本文抜粋

▽

本発明は、寸法精度に優れた微小な凹凸形状を有する炭化珪素構造体及びそれを備えた光学レンズ用金型と電子放出素子並びに炭化珪素構造体の製造方法に関するものである。
従来、回折格子レンズ等の光学レンズ用金型の材料として、WC−Co系、WC−TiC−Co系等の超硬合金が用いられてきたが、近年、回折格子レンズ等の光学レンズのさらなる微小化に伴い、光学レンズ用金型についてもさらなる超精密な微細加工が求められている。
この超硬合金を光学レンズ用金型に用いる場合には、一般的に切削等の機械加工が用いられるが、この機械加工による寸法精度の限界を超える寸法、例えば「μm」以下の寸法が要求される様な場合には、ケミカルエッチングが用いられる。
一方、電子放出素子のエミッタ材料としては、化学的に安定であり、しかも機械的強度が高いシリコンやモリブデン等が用いられてきているが、近年の電子放出素子の研究開発が「熱放出型」から「冷陰極型」に移行するのに伴い、冷陰極型の電子源に対しても新たなエミッタ材料の開発が求められている。
冷陰極型の電子源の場合、電界を集中させるためには、先端の曲率半径が小さなエミッタ材料を電極に対して垂直に配向させることが必要とされ、そこで、近年において発見されたカーボンナノチューブがエミッタ材料として注目されている。このカーボンナノチューブに関しては、既に様々な提案がなされている(例えば、特許文献1、2参照)。
このカーボンナノチューブは、直径がナノメートルサイズで長さがミクロンサイズの形状を有し、アスペクト比が大きく、先端の曲率半径が小さいことと、シリコンやモリブデン等のスピン型エミッタ材料に比べ真空の制約が緩いゆるいこと、高い電流密度が得られること、頑健であること等により、電界放出ディスプレイ(FED:Field Emission Display)等への応用が提案されている(例えば、特許文献3参照)。
このFEDでは、導電性の炭化珪素基板に切削加工を施し、その後、1200℃〜2000℃の熱処理を施すことにより、基板表面の珪素原子を除去して該表面にカーボンナノチューブを形成させ、このカーボンナノチューブを冷陰極型電子放出素子として利用している。
特開平9−221309号公報 特開2001−319560号公報 特開2003−297222号公報
ところで、従来の光学レンズ用金型では、切削等により超硬合金を機械加工する際にワークなどへの熱的影響から寸法精度に難点があり、μm以下の寸法のものが得られ難しいという問題点があった。
また、ケミカルエッチングでは、確かに、μm以下の寸法のものを得ることができるものの、加工速度が遅く、所望とする加工寸法まで長時間を必要とするために、加工コストが高くなるという問題点があった。
また、所望の金型が得られたとしても、光学レンズ成型時における金型の熱変形等による寸法精度の狂いから、金型寿命が短命となり、ランニングコストが上昇する要因ともなっている。

△

実施する作業
A - 炭化珪素構造体の本文によれば、FEDで炭化珪素基板に施す熱処理の温度範囲は何度か。
B - 炭化珪素構造体の本文の「特開平9−221309号公報 特開2001−319560号公報 特開2003−297222号公報」から「くなるという問題点があった。」までを、「加工速度」を「処理速度」に差し替えて書き出すこと。

記録データ
▽

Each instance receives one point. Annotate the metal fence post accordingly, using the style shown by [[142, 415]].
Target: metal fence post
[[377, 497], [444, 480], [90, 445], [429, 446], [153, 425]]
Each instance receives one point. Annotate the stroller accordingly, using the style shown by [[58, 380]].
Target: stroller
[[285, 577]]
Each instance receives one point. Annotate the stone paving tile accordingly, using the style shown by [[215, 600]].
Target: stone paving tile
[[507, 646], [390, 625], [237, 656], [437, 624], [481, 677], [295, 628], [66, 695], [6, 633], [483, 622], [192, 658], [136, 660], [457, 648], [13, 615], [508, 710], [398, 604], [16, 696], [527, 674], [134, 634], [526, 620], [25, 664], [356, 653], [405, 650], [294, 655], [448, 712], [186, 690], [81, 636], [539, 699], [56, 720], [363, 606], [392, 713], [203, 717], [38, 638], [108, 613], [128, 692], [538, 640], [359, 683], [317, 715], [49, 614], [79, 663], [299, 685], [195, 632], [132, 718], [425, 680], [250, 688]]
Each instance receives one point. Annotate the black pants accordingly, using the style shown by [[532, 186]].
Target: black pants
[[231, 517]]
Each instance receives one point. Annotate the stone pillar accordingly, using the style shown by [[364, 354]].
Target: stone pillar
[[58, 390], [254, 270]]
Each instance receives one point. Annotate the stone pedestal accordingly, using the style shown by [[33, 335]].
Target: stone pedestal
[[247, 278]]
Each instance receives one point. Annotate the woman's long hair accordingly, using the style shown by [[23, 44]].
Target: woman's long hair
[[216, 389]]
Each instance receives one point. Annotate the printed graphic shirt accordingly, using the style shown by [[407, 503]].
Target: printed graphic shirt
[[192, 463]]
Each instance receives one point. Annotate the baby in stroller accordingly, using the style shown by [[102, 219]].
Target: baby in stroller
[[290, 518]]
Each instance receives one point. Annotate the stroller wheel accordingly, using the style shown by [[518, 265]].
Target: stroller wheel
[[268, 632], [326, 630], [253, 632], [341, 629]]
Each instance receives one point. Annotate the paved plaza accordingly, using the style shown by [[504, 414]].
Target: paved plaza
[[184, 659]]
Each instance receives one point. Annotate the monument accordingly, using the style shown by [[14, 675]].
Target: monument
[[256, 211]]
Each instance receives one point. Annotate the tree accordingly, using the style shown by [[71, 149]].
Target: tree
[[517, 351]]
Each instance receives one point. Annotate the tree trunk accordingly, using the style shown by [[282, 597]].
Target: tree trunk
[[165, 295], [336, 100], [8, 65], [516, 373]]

△

作業別の結果
A - 1200℃〜2000℃。

B -
特開平9−221309号公報 特開2001−319560号公報 特開2003−297222号公報
ところで、従来の光学レンズ用金型では、切削等により超硬合金を機械加工する際にワークなどへの熱的影響から寸法精度に難点があり、μm以下の寸法のものが得られ難しいという問題点があった。
また、ケミカルエッチングでは、確かに、μm以下の寸法のものを得ることができるものの、処理速度が遅く、所望とする加工寸法まで長時間を必要とするために、加工コストが高くなるという問題点があった。